CHALLENGE A: Reproduce the part of the records that runs from their start through the line containing "543 171 824 594", both ends included, with the requests unchanged and every bounding-box coordinate in the results multiplied by 2.25 and rounded to the nearest whole number, halves rounded up. Omit the pictures.

──────── DOCUMENT TEXT

Thomas Piketty: The man and his work

Thomas Piketty: The man and his work

Everyone seems to have an opinion on French economist Thomas Piketty’s ideas about equality, wealth and growth. Now that his Nelson Mandela Lecture is history, J BROOKS SPECTOR takes a look at some of Piketty’s ideas through the lens of East Asia’s developmental state experience.

Ever since economics coalesced together into a firm set of ideas about how the world works, people have argued that there are three basic inputs for an economy, any economy. And these have been universally defined as land, labour and capital. These three things are a kind of shorthand for the larger picture, but they stand for the fundamental combination.

Absent capital, nothing will be done by anyone who wishes to increase their production beyond subsistence farming where they make all their own tools from what they find in the forest. Similarly, without labour, nothing gets done. Things don’t make themselves. And, of course, sans land, there is no way to gather the raw materials needed to make anything. Over time, beyond just farm land, land has come to mean the wider scope of all natural resources, and labour has, increasingly, meant skilled, educated labour, rather than just raw muscle power. Capital, regardless of any fancy wrappings, has continued to be capital – whatever can be exchanged to obtain land and labour.

But while the eternal truth is that land, labour and capital are where it’s at for all of us, the mix is crucial. That, in turn, alludes to other key facts. Technology is not stable and unchanging, and the efficiency with which these things are harnessed becomes vital as well. Moreover, labour’s efficiency and productivity are maximised with the right skills and training, harnessed to the mechanisms that multiply its effects.

When this writer lived in Japan, in the midst of its most potent go-go, property bubble years, one was often served bits of sushi sprinkled with flakes of authentic, genuine 24-carat gold at splashy receptions, demonstrating the Marie Antoinette-esque nature of the country’s economy at the time. This was a time where the land the Imperial Palace in Tokyo stood on was said to be more costly than all of California – had it been put up for sale. This was a time of an extraordinary, albeit polite hubris on the part of the Japanese, and it was a time of business how-to guides to emulate the Japanese and of popular novels and films like Michael Crichton’s Rising Sun that portrayed Japan as an implacable – nearly inevitable – victor in business competitions.

────────────────
──────── LISTED ENTRIES

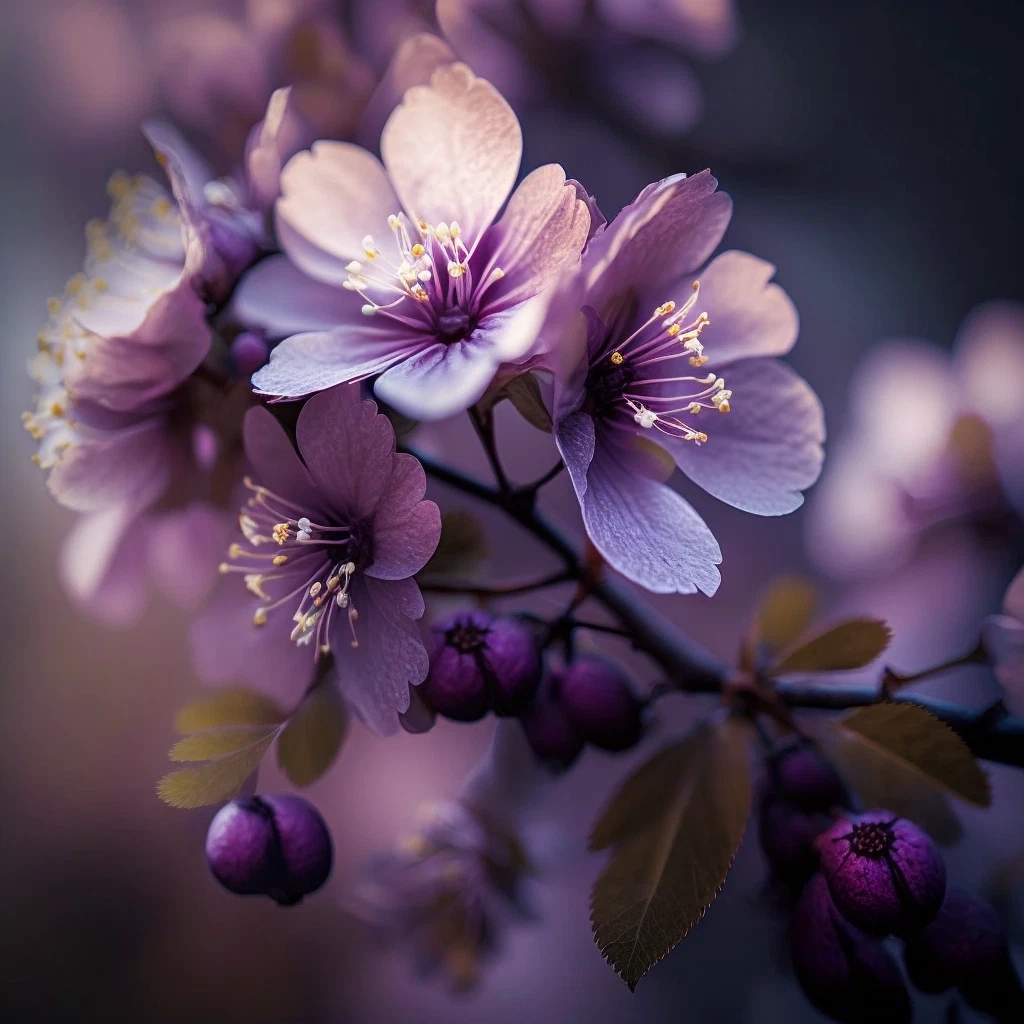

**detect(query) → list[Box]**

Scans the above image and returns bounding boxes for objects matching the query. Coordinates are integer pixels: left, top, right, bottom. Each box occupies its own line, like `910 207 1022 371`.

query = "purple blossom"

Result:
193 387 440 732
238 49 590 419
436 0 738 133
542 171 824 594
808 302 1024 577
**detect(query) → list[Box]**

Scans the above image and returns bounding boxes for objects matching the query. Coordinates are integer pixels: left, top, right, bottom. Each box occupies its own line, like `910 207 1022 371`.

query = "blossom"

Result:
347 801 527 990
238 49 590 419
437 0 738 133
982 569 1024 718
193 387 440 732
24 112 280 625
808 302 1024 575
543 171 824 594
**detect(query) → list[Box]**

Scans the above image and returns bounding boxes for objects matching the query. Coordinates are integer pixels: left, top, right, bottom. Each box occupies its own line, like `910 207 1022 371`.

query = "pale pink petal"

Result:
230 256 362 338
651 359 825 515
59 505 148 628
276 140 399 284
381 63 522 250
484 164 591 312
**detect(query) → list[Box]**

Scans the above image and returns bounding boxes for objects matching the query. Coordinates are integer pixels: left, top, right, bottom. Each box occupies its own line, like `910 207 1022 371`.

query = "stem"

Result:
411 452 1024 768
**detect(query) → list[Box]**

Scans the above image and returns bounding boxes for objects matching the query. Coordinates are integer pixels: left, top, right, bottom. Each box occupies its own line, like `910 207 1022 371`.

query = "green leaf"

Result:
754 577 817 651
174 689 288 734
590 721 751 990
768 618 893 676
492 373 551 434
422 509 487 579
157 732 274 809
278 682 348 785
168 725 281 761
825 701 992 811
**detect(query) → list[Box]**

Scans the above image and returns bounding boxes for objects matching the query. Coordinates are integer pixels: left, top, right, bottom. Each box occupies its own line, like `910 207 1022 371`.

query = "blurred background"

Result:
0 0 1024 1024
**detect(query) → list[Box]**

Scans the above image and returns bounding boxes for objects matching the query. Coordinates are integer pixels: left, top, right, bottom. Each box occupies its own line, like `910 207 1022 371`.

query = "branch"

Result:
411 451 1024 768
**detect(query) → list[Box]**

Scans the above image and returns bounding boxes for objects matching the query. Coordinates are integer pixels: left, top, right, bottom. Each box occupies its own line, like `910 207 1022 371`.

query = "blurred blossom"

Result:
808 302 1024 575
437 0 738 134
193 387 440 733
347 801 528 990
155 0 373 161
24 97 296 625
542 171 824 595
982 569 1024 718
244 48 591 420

────────────────

CHALLENGE B: Transcribe the entire article on Thomas Piketty without changes.

CORRECT RESULT A:
**detect(query) → list[Box]**

Scans the above image and returns bounding boxes for objects matching the query. Coordinates are integer pixels: left, top, right, bottom. Each box occupies its own line, like `910 207 1022 371`.

query = "purple blossom"

Result:
434 871 990 1647
536 110 1328 943
981 0 1661 299
1220 385 1854 1337
1818 680 2304 1298
**detect(query) → list[Box]**

Scans the above image and returns bounding boxes for objects matching the query. Coordinates are integer pixels: left, top, right, bottom. Each box occupies its own line, like `910 207 1022 371`.

query = "blossom"

Result:
781 1802 1186 2228
536 110 1328 943
983 0 1661 299
2210 1280 2304 1616
434 871 990 1647
54 252 630 1406
1818 680 2304 1294
1222 385 1854 1337

CORRECT RESULT B:
Thomas Piketty: The man and his work

Thomas Piketty: The man and his work

Everyone seems to have an opinion on French economist Thomas Piketty’s ideas about equality, wealth and growth. Now that his Nelson Mandela Lecture is history, J BROOKS SPECTOR takes a look at some of Piketty’s ideas through the lens of East Asia’s developmental state experience.

Ever since economics coalesced together into a firm set of ideas about how the world works, people have argued that there are three basic inputs for an economy, any economy. And these have been universally defined as land, labour and capital. These three things are a kind of shorthand for the larger picture, but they stand for the fundamental combination.

Absent capital, nothing will be done by anyone who wishes to increase their production beyond subsistence farming where they make all their own tools from what they find in the forest. Similarly, without labour, nothing gets done. Things don’t make themselves. And, of course, sans land, there is no way to gather the raw materials needed to make anything. Over time, beyond just farm land, land has come to mean the wider scope of all natural resources, and labour has, increasingly, meant skilled, educated labour, rather than just raw muscle power. Capital, regardless of any fancy wrappings, has continued to be capital – whatever can be exchanged to obtain land and labour.

But while the eternal truth is that land, labour and capital are where it’s at for all of us, the mix is crucial. That, in turn, alludes to other key facts. Technology is not stable and unchanging, and the efficiency with which these things are harnessed becomes vital as well. Moreover, labour’s efficiency and productivity are maximised with the right skills and training, harnessed to the mechanisms that multiply its effects.

When this writer lived in Japan, in the midst of its most potent go-go, property bubble years, one was often served bits of sushi sprinkled with flakes of authentic, genuine 24-carat gold at splashy receptions, demonstrating the Marie Antoinette-esque nature of the country’s economy at the time. This was a time where the land the Imperial Palace in Tokyo stood on was said to be more costly than all of California – had it been put up for sale. This was a time of an extraordinary, albeit polite hubris on the part of the Japanese, and it was a time of business how-to guides to emulate the Japanese and of popular novels and films like Michael Crichton’s Rising Sun that portrayed Japan as an implacable – nearly inevitable – victor in business competitions.